TASK DESCRIPTION: Copy the part of the passage about choosing to teach that opens with "I knew without" and closes with "had a plan.", updated so that "nurse" stands in place of "teacher".

I knew without question that I wanted to be a teacher. I knew it without having to think about it. Without research, without a list of pros and cons, without a thought of an alternative career just in case—this was it. I was 17 and felt like I had my life planned out, by me, not for me. I liked knowing I had a plan.

It’s not surprising. When I look back to when I was a teenager, so much of what I did, thought, knew and believed was based—quite naturally—on what I had experienced. What career do young people witness much more than teaching, going to school every day for ten months of the year, seeing these professionals on the job?

I admired so many of my teachers and what they did, far exceeding the boundaries of the curriculum and minimum expectations. These people who had the patience to spend their lives with young people and share their passion for a subject captivated me completely. They presented new perspectives with which I could view the world. They asked questions that helped me figure out more about myself. Their influence was invaluable and I wanted to do the same.

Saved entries
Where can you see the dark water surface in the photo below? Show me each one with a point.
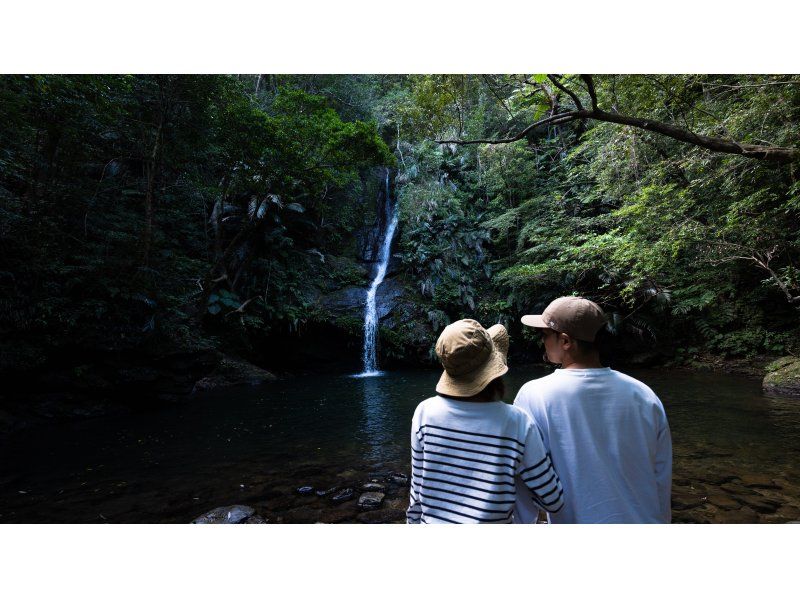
(736, 453)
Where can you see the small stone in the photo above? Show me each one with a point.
(743, 515)
(373, 487)
(716, 478)
(685, 500)
(759, 481)
(724, 501)
(759, 504)
(343, 496)
(232, 514)
(370, 500)
(399, 478)
(328, 491)
(382, 516)
(738, 489)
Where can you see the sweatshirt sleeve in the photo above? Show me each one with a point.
(537, 473)
(663, 469)
(414, 511)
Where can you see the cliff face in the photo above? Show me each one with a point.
(783, 378)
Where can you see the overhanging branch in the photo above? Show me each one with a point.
(770, 153)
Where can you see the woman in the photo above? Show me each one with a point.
(469, 450)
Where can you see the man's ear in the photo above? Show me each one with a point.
(566, 340)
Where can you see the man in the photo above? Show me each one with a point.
(606, 432)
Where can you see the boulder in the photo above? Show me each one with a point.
(328, 491)
(234, 372)
(759, 481)
(343, 496)
(783, 378)
(232, 514)
(759, 504)
(373, 487)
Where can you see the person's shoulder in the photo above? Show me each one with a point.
(535, 389)
(637, 386)
(427, 406)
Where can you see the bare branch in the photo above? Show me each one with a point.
(570, 93)
(550, 120)
(590, 88)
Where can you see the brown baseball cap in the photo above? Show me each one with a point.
(471, 356)
(578, 317)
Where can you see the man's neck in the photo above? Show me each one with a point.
(583, 363)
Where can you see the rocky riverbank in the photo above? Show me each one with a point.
(701, 493)
(382, 497)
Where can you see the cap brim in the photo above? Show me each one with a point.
(534, 321)
(474, 382)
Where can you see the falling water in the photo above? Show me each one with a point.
(370, 311)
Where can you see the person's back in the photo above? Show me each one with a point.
(608, 437)
(607, 432)
(468, 447)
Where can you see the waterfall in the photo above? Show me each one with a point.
(370, 358)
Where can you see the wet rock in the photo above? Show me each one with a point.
(759, 504)
(338, 515)
(759, 481)
(783, 378)
(327, 492)
(400, 479)
(232, 514)
(682, 501)
(370, 500)
(387, 296)
(738, 489)
(234, 372)
(743, 515)
(716, 478)
(373, 487)
(724, 501)
(304, 514)
(382, 516)
(346, 301)
(343, 495)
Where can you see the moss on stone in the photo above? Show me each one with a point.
(783, 378)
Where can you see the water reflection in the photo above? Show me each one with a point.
(246, 443)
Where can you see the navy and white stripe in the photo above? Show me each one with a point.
(466, 459)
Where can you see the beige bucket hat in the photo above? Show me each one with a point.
(471, 356)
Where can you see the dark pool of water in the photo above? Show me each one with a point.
(736, 453)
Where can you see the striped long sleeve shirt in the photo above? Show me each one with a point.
(469, 460)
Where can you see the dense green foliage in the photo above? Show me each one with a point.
(692, 249)
(183, 212)
(168, 211)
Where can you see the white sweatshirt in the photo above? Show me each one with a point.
(610, 443)
(466, 457)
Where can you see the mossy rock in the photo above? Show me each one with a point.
(783, 378)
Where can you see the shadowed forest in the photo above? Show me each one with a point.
(158, 230)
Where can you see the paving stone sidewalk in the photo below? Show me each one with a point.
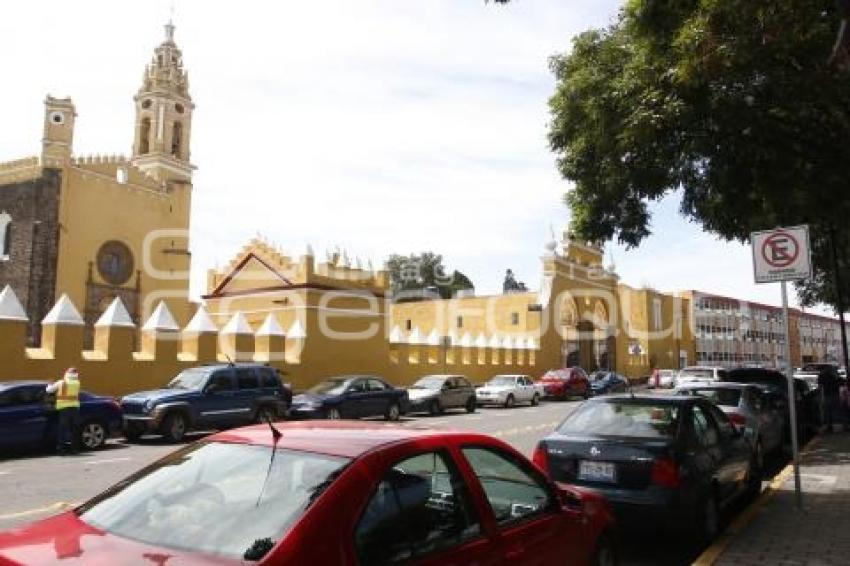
(781, 535)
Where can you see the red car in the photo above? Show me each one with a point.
(329, 493)
(565, 383)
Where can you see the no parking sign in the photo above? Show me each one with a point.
(781, 254)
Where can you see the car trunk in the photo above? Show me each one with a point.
(619, 462)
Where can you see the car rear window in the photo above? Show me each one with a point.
(226, 499)
(725, 397)
(626, 418)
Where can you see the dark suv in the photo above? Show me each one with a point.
(207, 397)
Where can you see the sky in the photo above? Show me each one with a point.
(380, 126)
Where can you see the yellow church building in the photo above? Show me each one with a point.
(94, 273)
(96, 227)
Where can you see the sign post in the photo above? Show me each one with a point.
(783, 255)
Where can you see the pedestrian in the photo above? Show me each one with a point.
(829, 385)
(67, 392)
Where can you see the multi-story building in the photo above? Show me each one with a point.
(731, 332)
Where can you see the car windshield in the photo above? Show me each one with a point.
(700, 373)
(218, 498)
(189, 379)
(329, 387)
(725, 397)
(429, 383)
(626, 418)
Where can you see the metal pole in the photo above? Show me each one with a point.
(839, 295)
(792, 399)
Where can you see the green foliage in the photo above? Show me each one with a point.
(425, 271)
(730, 101)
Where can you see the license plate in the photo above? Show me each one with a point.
(596, 471)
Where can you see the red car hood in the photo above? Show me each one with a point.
(66, 539)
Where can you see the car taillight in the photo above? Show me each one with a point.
(541, 458)
(737, 419)
(665, 472)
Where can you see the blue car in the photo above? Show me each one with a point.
(603, 382)
(351, 397)
(28, 419)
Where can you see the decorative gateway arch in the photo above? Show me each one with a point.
(587, 334)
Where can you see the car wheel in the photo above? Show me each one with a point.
(393, 413)
(605, 553)
(174, 427)
(92, 435)
(265, 414)
(333, 414)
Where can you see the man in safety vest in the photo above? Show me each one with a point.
(67, 392)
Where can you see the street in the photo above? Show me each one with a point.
(46, 484)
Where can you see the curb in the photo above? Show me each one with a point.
(710, 555)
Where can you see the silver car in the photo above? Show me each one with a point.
(436, 393)
(748, 408)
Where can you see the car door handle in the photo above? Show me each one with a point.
(514, 552)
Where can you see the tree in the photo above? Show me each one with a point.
(733, 102)
(424, 272)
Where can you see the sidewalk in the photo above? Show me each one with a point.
(774, 532)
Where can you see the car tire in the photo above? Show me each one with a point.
(265, 414)
(333, 414)
(393, 413)
(174, 427)
(92, 435)
(605, 553)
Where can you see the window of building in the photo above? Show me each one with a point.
(421, 507)
(5, 235)
(656, 314)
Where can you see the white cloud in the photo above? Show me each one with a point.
(384, 126)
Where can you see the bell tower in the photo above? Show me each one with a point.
(164, 115)
(58, 138)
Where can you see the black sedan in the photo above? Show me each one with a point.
(661, 461)
(603, 382)
(28, 418)
(350, 397)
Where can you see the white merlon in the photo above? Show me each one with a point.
(201, 323)
(237, 325)
(10, 306)
(270, 327)
(396, 335)
(63, 313)
(115, 315)
(296, 330)
(161, 320)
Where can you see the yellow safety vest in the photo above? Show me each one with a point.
(68, 396)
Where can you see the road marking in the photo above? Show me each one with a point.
(107, 461)
(52, 508)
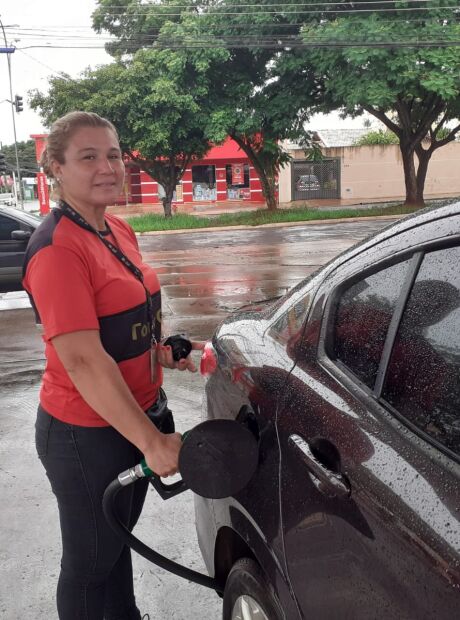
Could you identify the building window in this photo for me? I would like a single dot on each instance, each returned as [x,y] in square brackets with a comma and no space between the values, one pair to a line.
[237,176]
[204,182]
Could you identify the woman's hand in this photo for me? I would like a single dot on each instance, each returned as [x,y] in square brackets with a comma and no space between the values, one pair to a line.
[163,456]
[165,358]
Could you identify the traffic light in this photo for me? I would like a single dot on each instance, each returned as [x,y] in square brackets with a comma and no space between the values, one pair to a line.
[18,103]
[3,167]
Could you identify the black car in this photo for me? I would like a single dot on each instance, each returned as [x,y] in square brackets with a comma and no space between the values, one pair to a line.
[16,227]
[351,384]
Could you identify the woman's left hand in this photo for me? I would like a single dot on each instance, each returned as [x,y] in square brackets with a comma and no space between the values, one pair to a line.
[165,358]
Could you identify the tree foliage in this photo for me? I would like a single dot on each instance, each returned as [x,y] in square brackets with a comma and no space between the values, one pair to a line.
[26,156]
[414,90]
[256,97]
[158,100]
[378,137]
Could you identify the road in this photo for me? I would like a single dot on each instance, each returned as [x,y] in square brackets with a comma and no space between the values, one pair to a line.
[203,277]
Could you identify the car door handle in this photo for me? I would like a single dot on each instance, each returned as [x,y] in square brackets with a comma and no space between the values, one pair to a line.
[325,480]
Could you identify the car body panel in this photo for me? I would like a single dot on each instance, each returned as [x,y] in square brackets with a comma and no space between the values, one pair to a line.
[12,250]
[391,549]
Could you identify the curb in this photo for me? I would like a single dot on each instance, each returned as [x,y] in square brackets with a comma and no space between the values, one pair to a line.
[371,218]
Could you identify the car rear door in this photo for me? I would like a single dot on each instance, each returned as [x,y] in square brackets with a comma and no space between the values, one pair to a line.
[11,250]
[369,436]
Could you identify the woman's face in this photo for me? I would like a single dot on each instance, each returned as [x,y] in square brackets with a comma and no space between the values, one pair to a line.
[93,171]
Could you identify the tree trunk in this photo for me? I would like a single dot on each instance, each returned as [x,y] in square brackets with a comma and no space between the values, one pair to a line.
[268,190]
[410,177]
[424,156]
[167,201]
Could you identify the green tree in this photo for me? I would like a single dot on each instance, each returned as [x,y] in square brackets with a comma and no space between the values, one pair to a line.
[256,99]
[377,138]
[404,73]
[158,100]
[26,156]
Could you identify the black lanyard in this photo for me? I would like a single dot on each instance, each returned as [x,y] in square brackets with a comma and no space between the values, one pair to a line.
[80,221]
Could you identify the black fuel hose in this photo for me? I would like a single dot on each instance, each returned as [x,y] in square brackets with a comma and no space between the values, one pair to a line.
[108,506]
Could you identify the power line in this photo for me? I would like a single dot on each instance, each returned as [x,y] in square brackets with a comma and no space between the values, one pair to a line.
[205,7]
[218,13]
[43,33]
[277,45]
[61,74]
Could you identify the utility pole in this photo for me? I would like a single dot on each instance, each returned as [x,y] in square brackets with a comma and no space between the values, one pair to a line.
[8,51]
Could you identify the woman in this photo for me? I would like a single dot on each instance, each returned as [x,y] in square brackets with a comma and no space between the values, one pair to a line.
[100,307]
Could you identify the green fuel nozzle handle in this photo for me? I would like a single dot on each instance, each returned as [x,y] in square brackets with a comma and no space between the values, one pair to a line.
[147,472]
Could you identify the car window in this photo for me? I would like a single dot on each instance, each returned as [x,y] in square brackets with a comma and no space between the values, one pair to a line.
[362,319]
[423,376]
[7,225]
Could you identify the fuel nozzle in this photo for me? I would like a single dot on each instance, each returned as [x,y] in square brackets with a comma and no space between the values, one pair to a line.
[208,362]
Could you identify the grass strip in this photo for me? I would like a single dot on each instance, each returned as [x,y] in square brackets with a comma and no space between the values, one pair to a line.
[184,221]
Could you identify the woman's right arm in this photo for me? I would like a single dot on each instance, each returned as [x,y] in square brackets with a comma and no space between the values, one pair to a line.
[99,381]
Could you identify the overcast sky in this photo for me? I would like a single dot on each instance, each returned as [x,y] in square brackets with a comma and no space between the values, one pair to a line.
[57,22]
[31,68]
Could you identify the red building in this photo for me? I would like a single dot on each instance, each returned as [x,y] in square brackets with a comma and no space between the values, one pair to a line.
[225,174]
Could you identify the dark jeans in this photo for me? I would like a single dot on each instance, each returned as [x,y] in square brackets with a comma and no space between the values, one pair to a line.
[96,579]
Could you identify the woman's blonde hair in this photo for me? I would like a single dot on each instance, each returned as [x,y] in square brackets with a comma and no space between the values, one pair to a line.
[61,133]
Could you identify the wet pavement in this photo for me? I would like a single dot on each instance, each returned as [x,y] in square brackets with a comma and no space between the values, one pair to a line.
[204,276]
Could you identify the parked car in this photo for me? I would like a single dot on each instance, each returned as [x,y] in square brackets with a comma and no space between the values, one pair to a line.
[351,384]
[16,227]
[7,199]
[307,183]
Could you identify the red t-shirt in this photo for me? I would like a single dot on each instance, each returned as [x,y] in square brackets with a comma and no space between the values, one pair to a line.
[76,283]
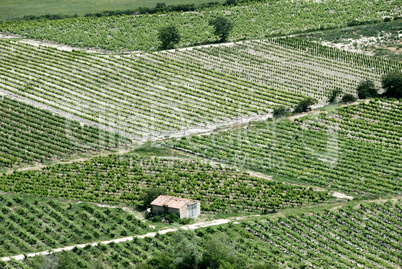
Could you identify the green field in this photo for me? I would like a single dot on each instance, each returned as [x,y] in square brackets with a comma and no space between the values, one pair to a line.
[120,179]
[356,149]
[12,9]
[315,190]
[251,21]
[366,235]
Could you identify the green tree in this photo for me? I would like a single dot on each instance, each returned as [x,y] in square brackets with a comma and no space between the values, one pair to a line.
[392,84]
[334,94]
[218,253]
[281,111]
[304,105]
[222,26]
[148,195]
[366,89]
[158,261]
[169,36]
[348,98]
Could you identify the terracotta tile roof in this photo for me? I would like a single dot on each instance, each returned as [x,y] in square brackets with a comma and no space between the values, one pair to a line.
[173,202]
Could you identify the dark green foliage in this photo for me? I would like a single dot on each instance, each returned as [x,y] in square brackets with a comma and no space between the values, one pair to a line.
[348,98]
[158,261]
[366,89]
[281,111]
[392,84]
[334,94]
[218,253]
[230,2]
[169,36]
[304,105]
[222,26]
[148,195]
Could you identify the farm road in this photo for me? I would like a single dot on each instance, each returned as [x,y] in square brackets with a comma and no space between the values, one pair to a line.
[119,240]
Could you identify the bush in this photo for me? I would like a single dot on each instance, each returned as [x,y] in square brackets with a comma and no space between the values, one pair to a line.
[334,94]
[148,195]
[392,84]
[304,105]
[169,37]
[281,111]
[222,26]
[348,98]
[366,89]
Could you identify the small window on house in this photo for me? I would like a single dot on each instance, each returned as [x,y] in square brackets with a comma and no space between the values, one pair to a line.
[192,210]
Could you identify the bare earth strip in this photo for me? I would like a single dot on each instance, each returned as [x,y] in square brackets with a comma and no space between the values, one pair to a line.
[119,240]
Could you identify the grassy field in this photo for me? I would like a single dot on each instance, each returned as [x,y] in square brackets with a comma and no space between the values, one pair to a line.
[154,95]
[11,9]
[251,21]
[337,150]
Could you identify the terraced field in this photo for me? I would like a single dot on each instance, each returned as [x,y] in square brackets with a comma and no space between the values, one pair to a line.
[28,135]
[356,149]
[366,235]
[120,179]
[253,20]
[32,224]
[152,95]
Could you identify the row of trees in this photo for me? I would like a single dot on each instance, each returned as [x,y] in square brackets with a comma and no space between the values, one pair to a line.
[187,251]
[169,36]
[391,83]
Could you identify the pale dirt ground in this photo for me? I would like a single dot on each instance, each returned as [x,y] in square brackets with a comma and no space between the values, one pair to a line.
[119,240]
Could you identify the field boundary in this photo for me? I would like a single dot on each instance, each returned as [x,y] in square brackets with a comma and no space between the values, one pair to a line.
[118,240]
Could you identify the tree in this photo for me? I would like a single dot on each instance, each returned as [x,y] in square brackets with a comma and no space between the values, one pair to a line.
[334,94]
[169,36]
[219,254]
[392,84]
[230,2]
[281,111]
[366,89]
[222,26]
[304,105]
[348,98]
[148,195]
[158,261]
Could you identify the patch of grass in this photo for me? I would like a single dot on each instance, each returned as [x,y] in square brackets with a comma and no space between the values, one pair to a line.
[20,8]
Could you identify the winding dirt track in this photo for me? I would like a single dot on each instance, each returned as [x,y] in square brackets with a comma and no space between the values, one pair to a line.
[119,240]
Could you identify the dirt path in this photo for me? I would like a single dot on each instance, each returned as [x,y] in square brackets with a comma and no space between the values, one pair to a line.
[40,166]
[119,240]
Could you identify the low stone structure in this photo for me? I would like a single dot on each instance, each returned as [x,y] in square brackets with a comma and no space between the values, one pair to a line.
[184,208]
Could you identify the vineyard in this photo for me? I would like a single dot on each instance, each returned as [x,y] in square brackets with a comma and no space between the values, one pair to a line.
[120,179]
[251,21]
[363,236]
[28,134]
[30,224]
[356,149]
[315,190]
[152,95]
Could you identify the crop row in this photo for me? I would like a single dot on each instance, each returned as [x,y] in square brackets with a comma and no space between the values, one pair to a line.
[30,224]
[363,236]
[356,149]
[28,134]
[349,238]
[121,179]
[162,93]
[251,21]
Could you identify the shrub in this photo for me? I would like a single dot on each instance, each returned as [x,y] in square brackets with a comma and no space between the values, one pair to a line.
[304,105]
[281,111]
[366,89]
[348,98]
[392,84]
[169,36]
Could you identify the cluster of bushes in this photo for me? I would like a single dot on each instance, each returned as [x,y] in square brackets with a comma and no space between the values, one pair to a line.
[391,83]
[159,7]
[212,251]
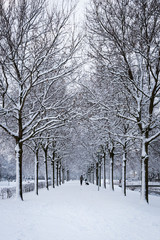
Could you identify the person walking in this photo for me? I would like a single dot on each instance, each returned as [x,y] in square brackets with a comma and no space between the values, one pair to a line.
[81,180]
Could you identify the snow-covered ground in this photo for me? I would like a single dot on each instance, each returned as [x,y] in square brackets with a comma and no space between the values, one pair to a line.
[73,212]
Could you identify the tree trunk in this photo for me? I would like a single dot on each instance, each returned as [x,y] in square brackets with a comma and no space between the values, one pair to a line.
[53,169]
[57,174]
[144,158]
[97,174]
[18,152]
[104,170]
[46,168]
[63,175]
[124,173]
[53,182]
[67,175]
[111,172]
[36,172]
[60,180]
[100,175]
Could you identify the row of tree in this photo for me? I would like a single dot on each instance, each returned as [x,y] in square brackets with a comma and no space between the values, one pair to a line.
[37,59]
[125,85]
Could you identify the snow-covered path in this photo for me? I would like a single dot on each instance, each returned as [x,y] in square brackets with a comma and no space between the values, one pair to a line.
[73,212]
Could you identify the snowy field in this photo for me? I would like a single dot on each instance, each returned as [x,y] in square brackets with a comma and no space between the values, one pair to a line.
[73,212]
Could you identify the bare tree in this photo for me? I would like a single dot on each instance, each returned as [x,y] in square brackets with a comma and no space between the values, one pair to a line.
[36,51]
[130,49]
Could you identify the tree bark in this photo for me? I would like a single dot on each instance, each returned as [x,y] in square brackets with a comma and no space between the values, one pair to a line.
[124,173]
[18,152]
[67,175]
[36,172]
[46,168]
[97,174]
[53,169]
[63,175]
[111,171]
[57,174]
[59,169]
[104,170]
[144,158]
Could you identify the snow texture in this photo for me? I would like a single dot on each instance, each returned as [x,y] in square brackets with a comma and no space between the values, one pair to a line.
[74,212]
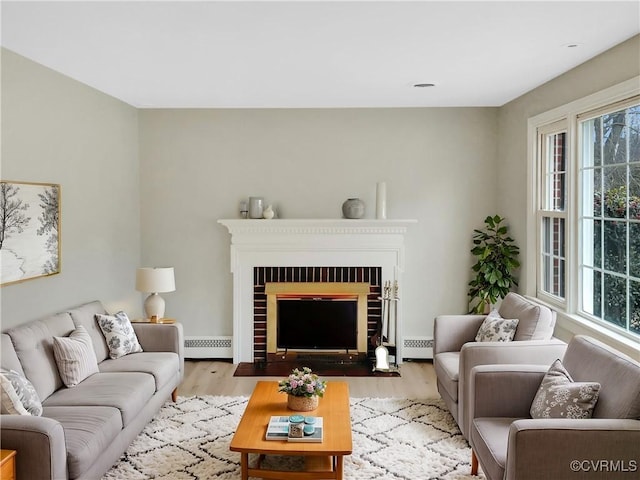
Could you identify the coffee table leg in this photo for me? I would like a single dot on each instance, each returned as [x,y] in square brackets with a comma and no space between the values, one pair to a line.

TASK OUTPUT:
I knew without question that I wanted to be a nurse. I knew it without having to think about it. Without research, without a list of pros and cons, without a thought of an alternative career just in case—this was it. I was 17 and felt like I had my life planned out, by me, not for me. I liked knowing I had a plan.